*DIRECTIONS*
Recast the material from its first line through the line with "column 52, row 146", both included, as a Markdown table with the columns n and Line, giving each line a row number and skipping blank lines. Leave the pictures out of the table.

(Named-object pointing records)
::::

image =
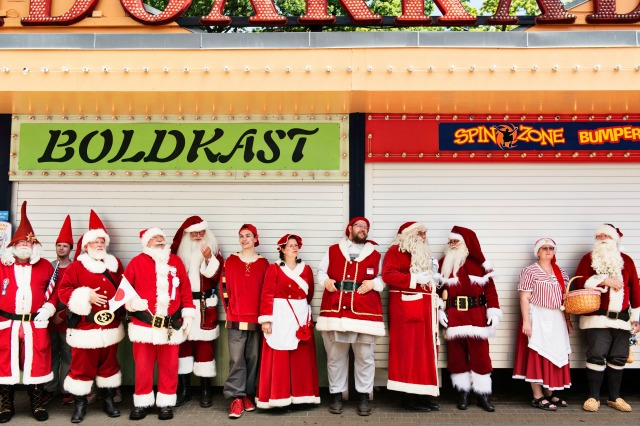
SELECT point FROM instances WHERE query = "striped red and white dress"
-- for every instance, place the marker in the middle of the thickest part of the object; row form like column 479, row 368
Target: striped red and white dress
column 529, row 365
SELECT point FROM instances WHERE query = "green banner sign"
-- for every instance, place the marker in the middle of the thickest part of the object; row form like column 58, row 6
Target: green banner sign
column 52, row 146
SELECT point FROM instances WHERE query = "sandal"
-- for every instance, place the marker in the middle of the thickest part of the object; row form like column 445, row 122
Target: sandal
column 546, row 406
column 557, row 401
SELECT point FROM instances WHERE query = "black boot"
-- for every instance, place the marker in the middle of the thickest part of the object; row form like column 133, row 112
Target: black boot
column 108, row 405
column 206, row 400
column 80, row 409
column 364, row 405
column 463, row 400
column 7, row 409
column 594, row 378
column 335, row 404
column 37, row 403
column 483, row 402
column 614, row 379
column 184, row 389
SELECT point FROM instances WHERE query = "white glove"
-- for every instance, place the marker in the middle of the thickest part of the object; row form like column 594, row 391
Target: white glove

::::

*ANSWER*
| n | Line |
|---|---|
| 1 | image = |
| 2 | SELECT point FROM instances WHERE query = "striped red and white dress" |
| 3 | -- for every instance, place the marker in the middle of the thickest part of the object; row form like column 479, row 368 |
| 4 | Target: striped red and white dress |
| 5 | column 529, row 365 |
| 6 | SELECT point FROM instances WHERE query = "green banner sign" |
| 7 | -- for every instance, place the marker in the middle of the thickest part of the object; row form like column 58, row 6 |
| 8 | Target: green banner sign |
| 9 | column 52, row 146 |